● PAGE EXCERPT:

____________

Third thoughts about the DISTINCT MAX() problem

Lists: pgsql-hackers
From: Tom Lane <tgl(at)sss(dot)pgh(dot)pa(dot)us>
To: pgsql-hackers(at)postgreSQL(dot)org
Subject: Third thoughts about the DISTINCT MAX() problem
Date: 2008-03-28 21:51:43
Message-ID: 15346.1206741103@sss.pgh.pa.us
Views: Raw Message | Whole Thread | Download mbox | Resend email
Lists: pgsql-hackers

I just realized that the patch I applied here
http://archives.postgresql.org/pgsql-committers/2008-03/msg00531.php
for Taiki Yamaguchi's bug report here
http://archives.postgresql.org/pgsql-bugs/2008-03/msg00275.php
really doesn't work. It assumes that an ungrouped aggregate
query can't return more than one row, which is true in straight
SQL ... but it's not true if you consider SRFs in the target list.
CVS HEAD gives the wrong answer for this example in the regression
database:

regression=# select max(unique1), generate_series(1,3) as g from tenk1 order by g desc;
max | g
------+---
9999 | 1
9999 | 2
9999 | 3
(3 rows)

because it wrongly supposes it can discard the ORDER BY.

So, back to the drawing board. I had thought of two approaches to
fixing the problem instead of just dodging it. Plan A was to
apply planagg.c's Aggref->Param substitution inside EquivalenceClasses,
as in the draft patch here:
http://archives.postgresql.org/pgsql-patches/2008-03/msg00388.php
which I didn't entirely like for reasons mentioned in that post.
Plan B was to try to revert to the way sort clause matching was
done pre-8.3, that is have make_sort_from_pathkeys check first
for a matching ressortgroupref tag before it goes looking for equal()
expressions. I had actually tried to do that first but got hung
up on the problem of identifying the correct sort operator ---
just taking the exposed type of the targetlist entry doesn't always
work, because of binary-compatible cases (eg, tlist entry may say
it yields varchar but we need to find the text opclass). Perhaps
thinking a bit harder would yield a solution though.

Does anyone have comments for or against either of these approaches,
or perhaps a Plan C to consider?

regards, tom lane


From: Tom Lane <tgl(at)sss(dot)pgh(dot)pa(dot)us>
To: pgsql-hackers(at)postgresql(dot)org
Subject: Re: Third thoughts about the DISTINCT MAX() problem
Date: 2008-03-29 01:28:53
Message-ID: 17874.1206754133@sss.pgh.pa.us
Views: Raw Message | Whole Thread | Download mbox | Resend email
Lists: pgsql-hackers

I wrote:
> Plan B was to try to revert to the way sort clause matching was
> done pre-8.3, that is have make_sort_from_pathkeys check first
> for a matching ressortgroupref tag before it goes looking for equal()

____________

● SUPPLIED ENTRIES:
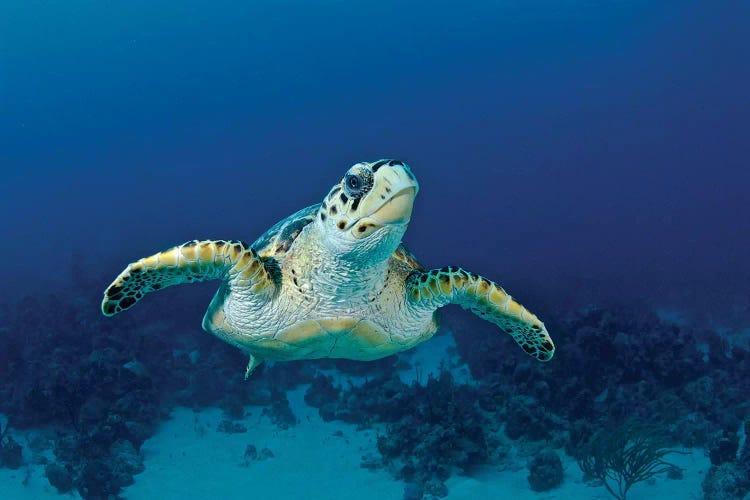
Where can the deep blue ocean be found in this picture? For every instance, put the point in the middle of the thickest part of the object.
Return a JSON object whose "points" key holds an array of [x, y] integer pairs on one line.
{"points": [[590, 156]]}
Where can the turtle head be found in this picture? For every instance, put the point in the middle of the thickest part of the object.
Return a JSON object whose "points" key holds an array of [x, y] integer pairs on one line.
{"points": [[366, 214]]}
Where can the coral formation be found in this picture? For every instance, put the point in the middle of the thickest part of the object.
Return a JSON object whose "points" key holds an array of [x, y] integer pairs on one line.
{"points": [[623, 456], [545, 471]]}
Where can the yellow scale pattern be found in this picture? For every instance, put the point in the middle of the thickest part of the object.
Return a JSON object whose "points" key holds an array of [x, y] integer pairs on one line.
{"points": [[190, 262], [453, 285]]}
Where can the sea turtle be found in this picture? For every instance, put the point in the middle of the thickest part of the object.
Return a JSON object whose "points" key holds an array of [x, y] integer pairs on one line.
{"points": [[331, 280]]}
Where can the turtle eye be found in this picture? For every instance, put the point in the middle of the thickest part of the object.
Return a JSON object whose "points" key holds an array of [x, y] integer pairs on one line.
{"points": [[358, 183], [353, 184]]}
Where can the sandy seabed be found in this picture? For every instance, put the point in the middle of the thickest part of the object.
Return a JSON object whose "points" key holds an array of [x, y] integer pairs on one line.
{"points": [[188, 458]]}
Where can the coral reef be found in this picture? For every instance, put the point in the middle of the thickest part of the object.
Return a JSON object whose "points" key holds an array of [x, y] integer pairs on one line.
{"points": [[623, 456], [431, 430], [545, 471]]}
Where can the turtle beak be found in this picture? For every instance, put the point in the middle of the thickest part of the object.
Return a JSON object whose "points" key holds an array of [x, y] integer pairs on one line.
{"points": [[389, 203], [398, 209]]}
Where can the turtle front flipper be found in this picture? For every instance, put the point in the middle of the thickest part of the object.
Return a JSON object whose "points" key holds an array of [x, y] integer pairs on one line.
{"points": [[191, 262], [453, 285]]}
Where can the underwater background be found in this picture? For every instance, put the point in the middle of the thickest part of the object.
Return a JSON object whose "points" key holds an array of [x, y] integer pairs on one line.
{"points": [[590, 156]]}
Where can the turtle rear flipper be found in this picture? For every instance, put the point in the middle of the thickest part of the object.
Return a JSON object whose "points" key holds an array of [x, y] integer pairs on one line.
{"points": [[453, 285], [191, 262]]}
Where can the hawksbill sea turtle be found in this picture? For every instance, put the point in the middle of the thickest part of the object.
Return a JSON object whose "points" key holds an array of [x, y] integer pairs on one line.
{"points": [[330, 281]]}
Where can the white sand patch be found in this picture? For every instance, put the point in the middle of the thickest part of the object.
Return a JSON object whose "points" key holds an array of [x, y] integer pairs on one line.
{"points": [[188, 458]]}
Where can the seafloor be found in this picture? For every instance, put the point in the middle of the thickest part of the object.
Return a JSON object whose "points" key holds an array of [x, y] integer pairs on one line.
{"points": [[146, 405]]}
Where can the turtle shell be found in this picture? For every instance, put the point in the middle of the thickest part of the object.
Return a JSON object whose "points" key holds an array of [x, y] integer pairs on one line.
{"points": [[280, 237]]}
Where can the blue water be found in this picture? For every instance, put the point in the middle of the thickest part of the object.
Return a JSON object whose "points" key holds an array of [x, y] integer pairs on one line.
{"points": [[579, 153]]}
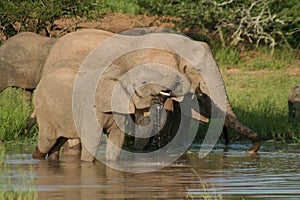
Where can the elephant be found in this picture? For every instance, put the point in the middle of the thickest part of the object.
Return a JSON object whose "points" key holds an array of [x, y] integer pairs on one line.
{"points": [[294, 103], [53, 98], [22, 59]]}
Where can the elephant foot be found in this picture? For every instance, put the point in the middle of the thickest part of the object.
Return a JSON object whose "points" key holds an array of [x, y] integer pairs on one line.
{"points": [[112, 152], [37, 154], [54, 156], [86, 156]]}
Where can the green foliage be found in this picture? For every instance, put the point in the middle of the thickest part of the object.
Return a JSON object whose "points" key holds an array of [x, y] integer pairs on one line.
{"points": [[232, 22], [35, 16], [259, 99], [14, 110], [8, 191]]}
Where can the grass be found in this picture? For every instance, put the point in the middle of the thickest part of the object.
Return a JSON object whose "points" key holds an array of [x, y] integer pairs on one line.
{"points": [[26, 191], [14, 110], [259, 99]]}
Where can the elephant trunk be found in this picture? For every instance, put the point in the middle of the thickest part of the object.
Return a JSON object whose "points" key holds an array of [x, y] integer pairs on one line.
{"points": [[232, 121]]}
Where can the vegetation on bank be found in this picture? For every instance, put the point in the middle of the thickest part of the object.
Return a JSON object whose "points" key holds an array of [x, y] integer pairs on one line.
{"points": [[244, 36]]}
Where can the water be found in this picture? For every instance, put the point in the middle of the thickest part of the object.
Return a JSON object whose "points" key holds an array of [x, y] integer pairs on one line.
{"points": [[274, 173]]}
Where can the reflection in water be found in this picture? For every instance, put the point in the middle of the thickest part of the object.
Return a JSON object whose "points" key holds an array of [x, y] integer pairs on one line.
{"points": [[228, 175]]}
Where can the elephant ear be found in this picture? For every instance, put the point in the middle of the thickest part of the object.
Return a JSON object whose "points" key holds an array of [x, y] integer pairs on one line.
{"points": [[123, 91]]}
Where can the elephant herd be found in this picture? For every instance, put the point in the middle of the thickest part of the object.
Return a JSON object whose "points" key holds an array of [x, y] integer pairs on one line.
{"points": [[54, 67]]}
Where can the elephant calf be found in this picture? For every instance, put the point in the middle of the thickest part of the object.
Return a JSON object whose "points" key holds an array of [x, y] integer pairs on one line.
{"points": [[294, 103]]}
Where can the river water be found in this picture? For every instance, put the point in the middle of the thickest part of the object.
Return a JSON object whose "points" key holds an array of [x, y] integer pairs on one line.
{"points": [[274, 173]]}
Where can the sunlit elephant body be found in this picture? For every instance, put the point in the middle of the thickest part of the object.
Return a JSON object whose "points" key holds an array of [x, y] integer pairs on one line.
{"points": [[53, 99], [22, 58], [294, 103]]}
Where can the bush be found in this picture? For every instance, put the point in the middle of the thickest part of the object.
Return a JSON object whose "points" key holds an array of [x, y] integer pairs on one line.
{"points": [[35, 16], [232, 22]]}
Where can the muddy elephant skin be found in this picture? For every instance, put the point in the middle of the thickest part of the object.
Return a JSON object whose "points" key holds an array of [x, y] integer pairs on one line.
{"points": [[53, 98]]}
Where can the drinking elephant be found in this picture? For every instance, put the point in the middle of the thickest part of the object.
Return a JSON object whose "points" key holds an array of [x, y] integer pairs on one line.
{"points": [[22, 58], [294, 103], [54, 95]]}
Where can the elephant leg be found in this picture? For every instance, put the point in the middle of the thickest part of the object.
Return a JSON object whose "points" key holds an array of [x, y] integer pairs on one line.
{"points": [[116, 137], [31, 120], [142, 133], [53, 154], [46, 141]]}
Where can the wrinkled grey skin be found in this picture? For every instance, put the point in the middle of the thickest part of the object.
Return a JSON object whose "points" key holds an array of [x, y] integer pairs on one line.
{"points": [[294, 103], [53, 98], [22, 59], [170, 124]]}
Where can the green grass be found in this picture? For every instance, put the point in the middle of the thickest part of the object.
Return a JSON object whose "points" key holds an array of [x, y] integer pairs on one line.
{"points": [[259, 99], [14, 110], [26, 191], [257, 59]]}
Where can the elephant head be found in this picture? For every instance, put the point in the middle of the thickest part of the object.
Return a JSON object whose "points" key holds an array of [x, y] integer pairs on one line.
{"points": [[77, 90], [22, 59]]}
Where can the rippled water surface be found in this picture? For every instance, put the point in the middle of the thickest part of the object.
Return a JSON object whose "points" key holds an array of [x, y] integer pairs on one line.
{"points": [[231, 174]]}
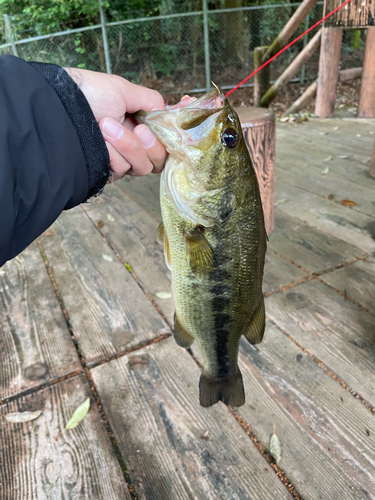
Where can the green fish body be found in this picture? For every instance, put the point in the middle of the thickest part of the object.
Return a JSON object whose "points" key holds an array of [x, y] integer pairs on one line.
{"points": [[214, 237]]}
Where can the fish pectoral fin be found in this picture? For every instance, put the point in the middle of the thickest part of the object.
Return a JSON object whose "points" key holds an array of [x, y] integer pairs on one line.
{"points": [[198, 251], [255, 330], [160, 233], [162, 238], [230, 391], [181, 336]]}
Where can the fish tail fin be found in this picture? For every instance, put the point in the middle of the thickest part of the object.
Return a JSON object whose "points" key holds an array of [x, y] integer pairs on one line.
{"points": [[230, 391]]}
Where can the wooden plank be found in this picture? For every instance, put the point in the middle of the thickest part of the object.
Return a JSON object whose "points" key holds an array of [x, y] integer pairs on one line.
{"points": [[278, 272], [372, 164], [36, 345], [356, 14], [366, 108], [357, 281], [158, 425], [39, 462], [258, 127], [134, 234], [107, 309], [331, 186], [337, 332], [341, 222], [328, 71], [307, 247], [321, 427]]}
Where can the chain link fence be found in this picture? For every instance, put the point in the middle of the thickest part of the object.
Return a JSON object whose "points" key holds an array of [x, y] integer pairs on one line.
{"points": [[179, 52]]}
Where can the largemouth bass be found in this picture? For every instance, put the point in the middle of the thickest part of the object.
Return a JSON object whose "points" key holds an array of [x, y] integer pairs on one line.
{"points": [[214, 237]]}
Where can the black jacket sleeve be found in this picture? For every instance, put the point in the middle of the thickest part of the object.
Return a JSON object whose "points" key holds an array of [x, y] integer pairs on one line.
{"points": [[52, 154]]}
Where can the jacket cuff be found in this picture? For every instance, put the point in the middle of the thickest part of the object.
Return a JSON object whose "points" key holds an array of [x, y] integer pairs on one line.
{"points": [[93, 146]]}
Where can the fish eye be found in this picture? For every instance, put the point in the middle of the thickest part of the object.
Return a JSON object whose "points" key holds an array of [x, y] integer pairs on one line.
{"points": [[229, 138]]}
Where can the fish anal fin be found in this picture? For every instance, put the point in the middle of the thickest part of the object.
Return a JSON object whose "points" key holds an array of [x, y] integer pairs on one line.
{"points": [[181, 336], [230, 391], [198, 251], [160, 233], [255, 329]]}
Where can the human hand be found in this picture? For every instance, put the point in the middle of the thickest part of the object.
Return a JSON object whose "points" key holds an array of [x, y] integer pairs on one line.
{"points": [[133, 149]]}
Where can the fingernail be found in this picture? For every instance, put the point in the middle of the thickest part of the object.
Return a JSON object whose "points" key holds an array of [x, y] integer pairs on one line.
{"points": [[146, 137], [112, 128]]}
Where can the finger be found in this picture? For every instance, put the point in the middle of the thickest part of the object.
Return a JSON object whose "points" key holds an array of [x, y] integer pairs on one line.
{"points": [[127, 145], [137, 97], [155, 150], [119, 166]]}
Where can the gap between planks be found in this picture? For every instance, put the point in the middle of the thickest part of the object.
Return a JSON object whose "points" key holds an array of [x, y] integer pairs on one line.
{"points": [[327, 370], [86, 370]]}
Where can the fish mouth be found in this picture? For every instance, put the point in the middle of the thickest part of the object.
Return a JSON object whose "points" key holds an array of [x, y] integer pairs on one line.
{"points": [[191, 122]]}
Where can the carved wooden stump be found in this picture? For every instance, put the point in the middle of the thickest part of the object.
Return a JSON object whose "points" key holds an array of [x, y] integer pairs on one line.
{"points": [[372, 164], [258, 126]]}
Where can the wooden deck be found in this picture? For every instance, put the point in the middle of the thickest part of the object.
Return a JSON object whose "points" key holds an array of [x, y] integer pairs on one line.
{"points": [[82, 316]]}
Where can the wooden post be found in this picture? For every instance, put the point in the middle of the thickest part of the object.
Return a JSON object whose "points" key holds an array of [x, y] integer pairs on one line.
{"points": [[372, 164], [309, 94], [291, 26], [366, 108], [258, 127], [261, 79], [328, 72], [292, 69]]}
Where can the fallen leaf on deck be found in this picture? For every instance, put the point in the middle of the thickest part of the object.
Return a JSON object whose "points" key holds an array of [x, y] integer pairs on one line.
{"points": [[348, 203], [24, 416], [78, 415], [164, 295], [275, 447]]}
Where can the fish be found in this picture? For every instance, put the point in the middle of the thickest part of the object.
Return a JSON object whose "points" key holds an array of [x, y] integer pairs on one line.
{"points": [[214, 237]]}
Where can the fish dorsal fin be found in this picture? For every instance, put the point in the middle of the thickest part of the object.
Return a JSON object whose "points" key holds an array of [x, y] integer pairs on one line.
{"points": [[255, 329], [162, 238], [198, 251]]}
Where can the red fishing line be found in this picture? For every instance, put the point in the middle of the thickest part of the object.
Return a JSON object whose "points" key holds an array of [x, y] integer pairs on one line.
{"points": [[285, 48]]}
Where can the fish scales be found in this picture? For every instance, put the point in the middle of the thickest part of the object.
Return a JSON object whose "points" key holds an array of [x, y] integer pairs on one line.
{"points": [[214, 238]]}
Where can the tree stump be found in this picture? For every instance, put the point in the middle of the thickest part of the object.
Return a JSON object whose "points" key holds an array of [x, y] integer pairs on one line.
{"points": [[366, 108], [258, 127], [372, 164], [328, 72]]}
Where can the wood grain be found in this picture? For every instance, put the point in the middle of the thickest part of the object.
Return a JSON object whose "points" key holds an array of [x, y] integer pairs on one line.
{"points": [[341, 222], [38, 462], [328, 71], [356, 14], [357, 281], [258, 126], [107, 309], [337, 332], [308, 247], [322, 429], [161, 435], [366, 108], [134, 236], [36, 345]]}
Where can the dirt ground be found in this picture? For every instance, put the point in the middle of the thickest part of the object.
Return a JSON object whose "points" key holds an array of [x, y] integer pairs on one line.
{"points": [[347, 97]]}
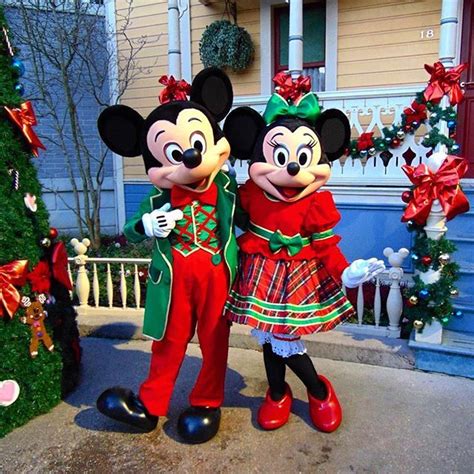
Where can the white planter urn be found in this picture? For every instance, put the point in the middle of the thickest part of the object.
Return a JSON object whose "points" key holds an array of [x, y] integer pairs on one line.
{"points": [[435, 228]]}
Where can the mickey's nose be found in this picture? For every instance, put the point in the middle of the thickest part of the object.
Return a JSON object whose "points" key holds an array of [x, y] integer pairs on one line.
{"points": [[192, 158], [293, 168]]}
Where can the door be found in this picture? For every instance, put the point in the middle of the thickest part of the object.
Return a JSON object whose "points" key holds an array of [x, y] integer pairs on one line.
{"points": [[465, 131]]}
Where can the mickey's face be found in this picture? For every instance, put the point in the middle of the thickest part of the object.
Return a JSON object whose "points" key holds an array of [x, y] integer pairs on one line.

____________

● EXERCISE PROMPT: Transcribe the stretch of the DISTINCT MAX() thread from "So, back to" through "in that post.".

● RESPONSE BELOW:
So, back to the drawing board. I had thought of two approaches to
fixing the problem instead of just dodging it. Plan A was to
apply planagg.c's Aggref->Param substitution inside EquivalenceClasses,
as in the draft patch here:
http://archives.postgresql.org/pgsql-patches/2008-03/msg00388.php
which I didn't entirely like for reasons mentioned in that post.